(Data for this exercise):
=-=-=
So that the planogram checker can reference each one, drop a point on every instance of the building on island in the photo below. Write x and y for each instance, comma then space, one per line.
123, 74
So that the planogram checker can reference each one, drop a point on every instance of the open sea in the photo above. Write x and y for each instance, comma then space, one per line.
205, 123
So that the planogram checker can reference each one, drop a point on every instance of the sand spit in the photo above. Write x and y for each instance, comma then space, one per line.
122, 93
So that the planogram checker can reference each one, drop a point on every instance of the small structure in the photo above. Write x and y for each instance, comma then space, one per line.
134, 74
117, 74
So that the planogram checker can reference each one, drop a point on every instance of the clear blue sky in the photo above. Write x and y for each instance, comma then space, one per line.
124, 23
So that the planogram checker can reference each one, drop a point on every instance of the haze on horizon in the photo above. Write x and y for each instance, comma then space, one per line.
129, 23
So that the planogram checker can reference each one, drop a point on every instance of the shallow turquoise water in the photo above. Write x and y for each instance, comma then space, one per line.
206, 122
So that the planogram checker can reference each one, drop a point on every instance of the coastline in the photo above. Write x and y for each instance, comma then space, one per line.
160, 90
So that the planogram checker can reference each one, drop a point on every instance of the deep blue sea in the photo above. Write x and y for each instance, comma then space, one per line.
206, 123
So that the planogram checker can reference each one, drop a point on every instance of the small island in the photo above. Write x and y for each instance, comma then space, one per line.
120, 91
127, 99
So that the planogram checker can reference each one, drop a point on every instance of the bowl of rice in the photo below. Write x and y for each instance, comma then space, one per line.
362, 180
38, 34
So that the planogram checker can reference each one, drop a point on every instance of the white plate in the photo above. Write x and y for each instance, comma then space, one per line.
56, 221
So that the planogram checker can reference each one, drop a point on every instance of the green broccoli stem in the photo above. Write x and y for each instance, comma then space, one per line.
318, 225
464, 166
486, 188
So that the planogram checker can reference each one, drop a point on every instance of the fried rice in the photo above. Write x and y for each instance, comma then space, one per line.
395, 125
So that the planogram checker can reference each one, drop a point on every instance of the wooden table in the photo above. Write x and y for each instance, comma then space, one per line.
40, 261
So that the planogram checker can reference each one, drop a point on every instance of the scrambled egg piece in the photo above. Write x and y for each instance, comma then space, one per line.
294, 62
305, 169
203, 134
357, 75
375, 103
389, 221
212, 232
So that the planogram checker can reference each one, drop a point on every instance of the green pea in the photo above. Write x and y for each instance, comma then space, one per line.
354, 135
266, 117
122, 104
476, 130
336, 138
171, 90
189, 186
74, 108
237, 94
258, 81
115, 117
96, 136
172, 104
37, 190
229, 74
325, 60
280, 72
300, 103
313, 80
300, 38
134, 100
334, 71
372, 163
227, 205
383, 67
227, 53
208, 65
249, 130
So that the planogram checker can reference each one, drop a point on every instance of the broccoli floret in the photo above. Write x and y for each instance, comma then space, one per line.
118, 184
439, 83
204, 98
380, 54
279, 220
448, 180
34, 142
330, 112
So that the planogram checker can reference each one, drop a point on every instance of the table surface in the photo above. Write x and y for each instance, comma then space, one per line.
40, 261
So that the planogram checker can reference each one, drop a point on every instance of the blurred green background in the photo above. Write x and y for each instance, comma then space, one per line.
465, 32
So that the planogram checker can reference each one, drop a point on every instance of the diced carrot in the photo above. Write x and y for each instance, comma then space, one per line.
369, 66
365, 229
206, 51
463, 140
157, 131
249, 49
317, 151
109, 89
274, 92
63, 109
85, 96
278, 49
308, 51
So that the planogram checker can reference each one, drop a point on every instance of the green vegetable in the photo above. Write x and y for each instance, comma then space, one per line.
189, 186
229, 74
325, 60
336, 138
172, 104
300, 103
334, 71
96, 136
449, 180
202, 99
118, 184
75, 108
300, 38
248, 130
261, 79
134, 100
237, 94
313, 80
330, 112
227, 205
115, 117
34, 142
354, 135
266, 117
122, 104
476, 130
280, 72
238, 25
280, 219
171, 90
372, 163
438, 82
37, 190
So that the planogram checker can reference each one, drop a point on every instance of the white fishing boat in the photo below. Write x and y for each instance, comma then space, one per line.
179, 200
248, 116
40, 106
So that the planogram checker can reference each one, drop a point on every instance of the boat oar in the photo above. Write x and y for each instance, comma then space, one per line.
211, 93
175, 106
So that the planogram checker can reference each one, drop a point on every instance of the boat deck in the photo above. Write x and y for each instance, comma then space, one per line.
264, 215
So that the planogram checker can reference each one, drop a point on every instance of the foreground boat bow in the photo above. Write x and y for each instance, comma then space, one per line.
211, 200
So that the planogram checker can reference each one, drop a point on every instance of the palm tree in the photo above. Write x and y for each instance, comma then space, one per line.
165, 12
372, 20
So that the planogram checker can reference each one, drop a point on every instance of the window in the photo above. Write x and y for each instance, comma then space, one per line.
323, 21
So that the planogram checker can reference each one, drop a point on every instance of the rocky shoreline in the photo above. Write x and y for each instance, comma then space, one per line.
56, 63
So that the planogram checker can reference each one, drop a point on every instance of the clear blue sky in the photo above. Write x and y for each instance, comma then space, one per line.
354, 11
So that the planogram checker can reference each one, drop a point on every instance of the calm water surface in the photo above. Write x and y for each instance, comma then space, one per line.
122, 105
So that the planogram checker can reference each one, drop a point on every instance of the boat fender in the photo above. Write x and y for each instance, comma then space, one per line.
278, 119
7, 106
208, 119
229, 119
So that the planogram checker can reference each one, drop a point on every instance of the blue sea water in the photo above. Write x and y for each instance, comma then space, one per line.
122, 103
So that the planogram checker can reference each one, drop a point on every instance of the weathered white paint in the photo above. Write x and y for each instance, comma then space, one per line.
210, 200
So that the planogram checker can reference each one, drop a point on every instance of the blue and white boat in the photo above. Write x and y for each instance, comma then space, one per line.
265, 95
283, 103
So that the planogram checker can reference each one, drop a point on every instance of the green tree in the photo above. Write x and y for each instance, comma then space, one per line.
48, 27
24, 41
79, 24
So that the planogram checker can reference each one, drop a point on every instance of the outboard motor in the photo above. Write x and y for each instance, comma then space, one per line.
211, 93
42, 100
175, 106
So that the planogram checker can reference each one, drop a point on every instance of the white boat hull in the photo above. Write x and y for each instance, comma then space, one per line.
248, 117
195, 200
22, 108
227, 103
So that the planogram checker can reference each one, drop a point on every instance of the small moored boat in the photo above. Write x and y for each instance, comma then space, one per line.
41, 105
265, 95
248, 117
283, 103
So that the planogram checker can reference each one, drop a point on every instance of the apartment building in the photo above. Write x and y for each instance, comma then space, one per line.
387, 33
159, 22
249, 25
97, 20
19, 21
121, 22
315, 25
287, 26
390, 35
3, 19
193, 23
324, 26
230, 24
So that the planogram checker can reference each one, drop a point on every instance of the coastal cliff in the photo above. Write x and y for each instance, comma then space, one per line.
=-=-=
(What you have to do):
Set down the listing above in full, please, exactly as it appears.

(Exercise answer):
So that the planogram checker can reference each one, drop a point on every instance of the building on island in the photo below. Write x and y for each instance, comma then space, one per line.
123, 74
So that the planogram checker can reference each one, drop a point on every instance of the open sea in the photo above. Write x and y for each instance, comma then space, one per line.
205, 123
So that the planogram checker can reference each one, drop a point on every instance of the sand spit in the photo above. Write x and y for each instance, comma then space, one per line.
122, 93
So that the planogram checker can reference each one, drop a point on every instance of the small structure in the photo above. Write x and y for each instance, comma then space, one per line.
134, 74
117, 74
So that the planogram checker can reference each one, drop a point on every instance of the clear blue sky in the photo above. Write x and y for each instance, comma then space, one per line.
124, 23
So that the planogram checker can reference each one, drop a point on every instance of the haze on horizon in the photo above. Write x and y for each instance, comma then space, one per line.
129, 23
So that the planogram checker can reference each one, drop a point on every instance of the shallow turquoise water in the photo above. Write x and y for each instance, comma then space, one per line.
206, 122
So that the planogram checker can reference each one, drop a point on every instance of the coastline in the photo above. Write x and y for each instance, comma then space, one per line.
160, 90
So that the planogram checker can reference each one, drop a point on every instance of the deep blue sea in the photo above. Write x and y for each instance, comma then space, one per line.
206, 123
So that the planogram checker can reference each one, drop a point on every instance of the small island in the photo above. Write x and y for each instance, comma then space, one per line.
120, 91
127, 99
So that the planogram checker can reference each one, drop a point on every instance of the bowl of rice in the photo below. Write x and y for each instance, comma then space, one per line.
362, 180
38, 34
So that the planogram checker can reference each one, drop a point on every instance of the white plate in the photo above. Write x and y for each instance, comma then space, one per line.
56, 221
So that the planogram checker can reference each one, drop a point on every instance of the green broccoli stem in the photo above. Write x and y for each instance, comma then space, one per line.
318, 225
464, 166
486, 188
So that the planogram checker can reference each one, drop a point on every instance of the fried rice in the photo above. Write x and y for each instance, comma then space, one per line.
395, 125
So that the planogram checker can reference each one, drop a point on every instance of the wooden table in the photo above. Write x and y for each instance, comma then space, one per line.
40, 261
So that the planogram checker can reference each one, drop a point on every instance of the scrambled egg piece in the photo above. Write x and y for each instance, comma then space, one per line.
294, 62
305, 169
203, 134
357, 75
375, 103
389, 221
212, 232
So that the planogram checker can reference each one, drop a point on every instance of the green pea in the photo above. Write x and y for each instance, comma then space, one per line.
354, 135
266, 117
122, 104
476, 130
336, 138
171, 90
189, 186
74, 108
237, 94
258, 81
115, 117
96, 136
172, 104
37, 190
229, 74
325, 60
280, 72
300, 103
313, 80
300, 38
134, 100
334, 71
372, 163
227, 205
383, 67
227, 53
208, 65
249, 130
So that the planogram checker can reference each one, drop a point on every instance of the broccoli floret in the photo above. Write x and y for each instance, comma then space, one per line.
118, 184
439, 83
204, 98
380, 54
279, 220
448, 180
34, 142
330, 112
So that the planogram checker can reference each one, drop a point on every instance of the table surface in the photo above. Write x and y for each instance, comma then space, one per line.
40, 261
So that the planogram checker can reference each one, drop a point on every instance of the blurred green background in the photo above. Write x and y for each instance, comma then space, one per line.
465, 32
So that the planogram checker can reference each one, drop a point on every instance of the diced carrot in the photo above. Write x and y for each instance, comma then space, one per line.
369, 66
365, 229
206, 51
463, 140
157, 131
249, 49
317, 151
109, 89
274, 92
63, 109
85, 96
278, 49
308, 51
So that the planogram checker can reference each one, drop a point on every instance of the green vegetable in the photo above. Write x and y for each instance, comma then space, one per line.
189, 186
229, 74
325, 60
336, 138
172, 104
300, 103
334, 71
96, 136
449, 180
202, 99
118, 184
75, 108
300, 38
248, 130
261, 79
134, 100
237, 94
313, 80
330, 112
227, 205
115, 117
34, 142
354, 135
266, 117
122, 104
476, 130
280, 72
238, 25
280, 219
171, 90
372, 163
438, 82
37, 190
So that the planogram checker can reference each one, drop a point on every instance of the white fishing boat in the photo below. Write x and y for each instance, comma then space, one per line.
179, 200
248, 116
40, 106
So that the planogram checker can reference each one, drop a point on every instance of the boat oar in the photo above. Write x and y for each instance, comma then space, one per line.
211, 93
175, 106
So that the planogram checker can reference each one, drop a point on every instance of the boat deck in the photo above. Write x and y for each instance, comma then space, one per line.
264, 215
So that the planogram checker can reference each one, drop a point on every instance of the foreground boat bow in the photo above. Write x and y for each instance, comma then space, one per line.
211, 200
So that the planogram checker can reference each one, drop a point on every instance of the palm tree in the photo above. Write x and y for each instance, comma then space, one per line.
165, 12
372, 20
So that the planogram checker can reference each one, drop a point on every instance of the window in the photo above. Write x and y for each instance, comma then space, one per line.
323, 21
So that the planogram checker can reference each one, drop a point on every instance of the rocky shoreline in the photo above. Write x and y for each instance, comma then space, one per line.
56, 63
So that the planogram checker can reference each one, drop a point on every instance of the clear blue sky in the photo above. Write x and y for each instance, comma then space, one per line.
354, 11
So that the planogram checker can reference each one, drop a point on every instance of the calm water surface in the photo above. Write x and y for each instance, comma then space, one per line.
122, 105
So that the planogram checker can reference each one, drop a point on every instance of the boat fender in the photo above. Write x and y for each instance, comma then space, one per line.
278, 119
7, 106
208, 119
229, 119
So that the planogram checker can reference each one, drop a point on every instance of the blue sea water in the photo above. Write x and y for each instance, comma then space, one per line.
122, 103
So that the planogram checker can reference each one, drop a point on every instance of the weathered white paint in the photo above. Write x and y for each instance, comma then space, one per line.
210, 200
So that the planogram checker can reference each one, drop a point on every instance of the blue and white boat in the photo above. Write x and y for each instance, comma then space, one per line.
265, 95
283, 103
So that the planogram checker can reference each one, drop a point on every instance of the green tree in the photo above. Write x and y for each instance, comma then space, one per line.
48, 27
24, 41
79, 24
So that the planogram checker can reference each one, drop a point on every instance of the outboard motor in the photo above. Write x and y for each instance, comma then space, one per line.
211, 93
42, 100
175, 106
So that the planogram checker can reference each one, drop a point on every instance of the white boat hull in the photo above. Write x and y for each instance, comma then space, one per line.
248, 117
195, 200
22, 108
227, 103
So that the planogram checker can reference each one, drop a point on every instance of the small moored boat in the photo above. Write x and y for each instance, comma then space, one per line.
41, 105
265, 95
248, 117
283, 103
So that the planogram checker can reference each one, drop a point on every instance of the apartment building in the photo above. Write x and y for each instance, comma then space, one per line.
387, 33
159, 22
249, 25
97, 20
19, 21
121, 22
315, 25
287, 26
390, 35
3, 19
193, 23
324, 26
230, 24
So that the planogram checker can reference each one, drop a point on every instance of the coastal cliff in the photo above. Write x and y for each instance, comma then space, one per line.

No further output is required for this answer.